[Records provided Boundary: Start]
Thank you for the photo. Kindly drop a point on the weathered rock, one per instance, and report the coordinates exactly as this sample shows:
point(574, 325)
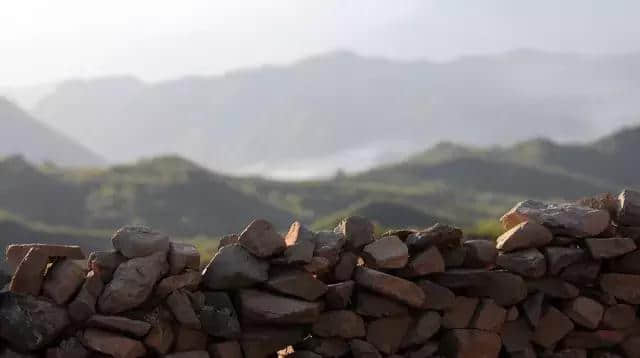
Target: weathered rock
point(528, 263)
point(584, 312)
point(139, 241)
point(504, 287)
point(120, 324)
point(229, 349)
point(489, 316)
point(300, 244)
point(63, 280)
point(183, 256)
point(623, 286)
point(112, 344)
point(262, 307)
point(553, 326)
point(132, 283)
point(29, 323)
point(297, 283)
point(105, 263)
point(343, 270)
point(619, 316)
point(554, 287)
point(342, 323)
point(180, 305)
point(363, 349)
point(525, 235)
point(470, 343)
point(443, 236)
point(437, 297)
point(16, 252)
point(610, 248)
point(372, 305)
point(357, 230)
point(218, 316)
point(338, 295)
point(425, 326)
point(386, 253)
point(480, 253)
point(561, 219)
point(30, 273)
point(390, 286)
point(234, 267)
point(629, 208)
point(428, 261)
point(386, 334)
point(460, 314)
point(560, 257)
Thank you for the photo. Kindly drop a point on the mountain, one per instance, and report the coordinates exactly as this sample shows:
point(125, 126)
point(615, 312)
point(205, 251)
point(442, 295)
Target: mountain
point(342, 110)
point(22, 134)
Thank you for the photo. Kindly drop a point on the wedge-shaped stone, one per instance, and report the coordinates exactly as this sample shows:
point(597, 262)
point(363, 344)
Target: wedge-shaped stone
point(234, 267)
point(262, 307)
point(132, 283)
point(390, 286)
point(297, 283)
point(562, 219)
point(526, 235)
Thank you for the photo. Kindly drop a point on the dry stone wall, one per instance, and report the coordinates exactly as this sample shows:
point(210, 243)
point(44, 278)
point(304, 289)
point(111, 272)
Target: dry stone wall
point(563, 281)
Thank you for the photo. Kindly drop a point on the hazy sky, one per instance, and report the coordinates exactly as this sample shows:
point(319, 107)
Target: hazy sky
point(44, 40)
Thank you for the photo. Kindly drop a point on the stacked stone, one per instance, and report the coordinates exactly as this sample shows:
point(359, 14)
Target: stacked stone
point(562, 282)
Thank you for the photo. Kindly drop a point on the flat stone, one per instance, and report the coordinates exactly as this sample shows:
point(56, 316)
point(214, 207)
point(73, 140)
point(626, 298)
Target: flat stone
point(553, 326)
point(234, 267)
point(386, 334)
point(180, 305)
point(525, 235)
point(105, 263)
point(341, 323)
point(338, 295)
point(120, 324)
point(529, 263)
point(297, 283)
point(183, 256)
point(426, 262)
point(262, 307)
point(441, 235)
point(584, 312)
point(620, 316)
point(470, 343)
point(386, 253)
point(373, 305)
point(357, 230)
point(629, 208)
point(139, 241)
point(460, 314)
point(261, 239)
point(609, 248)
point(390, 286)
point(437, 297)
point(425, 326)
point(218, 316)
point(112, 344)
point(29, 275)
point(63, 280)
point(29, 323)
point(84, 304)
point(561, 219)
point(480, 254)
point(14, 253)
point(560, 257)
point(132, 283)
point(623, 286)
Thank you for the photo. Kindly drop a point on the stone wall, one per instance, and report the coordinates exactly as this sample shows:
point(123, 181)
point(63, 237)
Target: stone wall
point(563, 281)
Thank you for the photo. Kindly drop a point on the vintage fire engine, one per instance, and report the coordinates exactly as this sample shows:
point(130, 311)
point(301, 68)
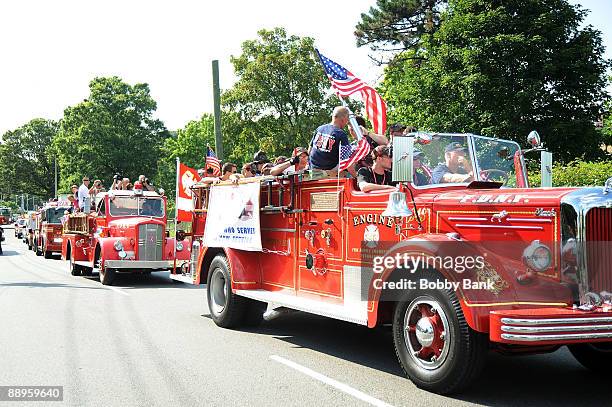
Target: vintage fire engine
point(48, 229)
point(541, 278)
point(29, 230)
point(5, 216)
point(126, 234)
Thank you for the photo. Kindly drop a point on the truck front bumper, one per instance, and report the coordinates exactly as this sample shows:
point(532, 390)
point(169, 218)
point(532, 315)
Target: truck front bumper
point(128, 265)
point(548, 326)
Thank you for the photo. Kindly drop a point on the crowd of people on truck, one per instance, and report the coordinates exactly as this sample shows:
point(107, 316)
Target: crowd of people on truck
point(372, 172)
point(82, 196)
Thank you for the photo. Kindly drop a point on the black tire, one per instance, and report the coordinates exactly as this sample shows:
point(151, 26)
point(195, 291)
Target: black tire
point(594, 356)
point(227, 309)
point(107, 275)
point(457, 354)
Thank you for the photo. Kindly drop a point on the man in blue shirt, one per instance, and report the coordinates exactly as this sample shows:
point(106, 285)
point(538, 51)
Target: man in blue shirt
[Records provided Boundary: End]
Set down each line from the line containing "blue shirt, one" through the final line of the data, exactly and with nothing added.

Thank you for the photo. Kindly drop a point on the man in blue shirt, one per instance, and report the coordinates exactly as this sample shows:
point(106, 285)
point(538, 51)
Target: man in blue shirt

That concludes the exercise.